- EXTRAIT DU DOCUMENT:
──────────

A la vue d’une baisse de la notation des agences sur certains pays, les conséquences sur les marchés financiers seraient immédiates : les taux d’intérêt d’emprunt des pays augmenteraient inexorablement et les Etats s’engouffreraient dans une situation de grande incertitude budgétaire pour plusieurs années. Les spreads (écarts de taux d’intérêt entre les pays) s’écarteraient fortement et une crise similaire à celle des dettes souveraines apparaitrait en Europe. Les phénomènes depuis le début de la crise du coronavirus en sont la preuve : alors que la panique se développait sur les marchés financiers en février et en mars 2020, le rendement à 10 ans italien est ainsi passé de 0,89 % le 13 février à 2,39 % le 17 mars.

Les pays les plus vulnérables n’auront d’autre choix que d’effectuer des politiques d’austérité afin de redresser les comptes publics et de rassurer les marchés, et ce, aux dépens de la reprise économique.

 

Quels remèdes du côté de l’Union Européenne ?

Afin de mettre en place des politiques expansionnistes, les Etats doivent impérativement avoir les moyens de débloquer des marges de manœuvre budgétaire, après une augmentation exceptionnelle de la dette publique. En ce sens, les institutions européennes sont attendues.

L’augmentation actuelle de la dette ne pose, à vrai dire, pas de gros problème pour les Etats : la BCE rachète aujourd’hui unilatéralement les emprunts émis. Dans quelques années, le Quantitative Easing pourrait très lentement décélérer avec moins de rachats mensuels et une absence de refinancement d’obligations arrivées à échéance. Cela pourrait être le cas si l’inflation augmente à nouveau (hausse des prix du pétrole), si la consommation privée repart et qu’un phénomène de désendettement est observé. La BCE pourrait réduire l’aide qu’elle apporte aux Etats membres pour se recentrer vers ses activités essentielles et garder des marges de manœuvre pour la suite.

──────────

Traduisez en anglais la phrase suivante de l'extrait sur la dette publique : « L’augmentation actuelle de la dette ne pose, à vrai dire, pas de gros problème pour les Etats : la BCE rachète aujourd’hui unilatéralement les emprunts émis. »

- DONNÉES SOURCES:
──────────

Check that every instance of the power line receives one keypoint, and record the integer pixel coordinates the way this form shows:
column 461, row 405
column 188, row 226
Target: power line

──────────

- RÉPONSE CI-DESSOUS: The current increase in debt does not, in truth, pose a major problem for states: the ECB is today unilaterally buying back the debt that has been issued.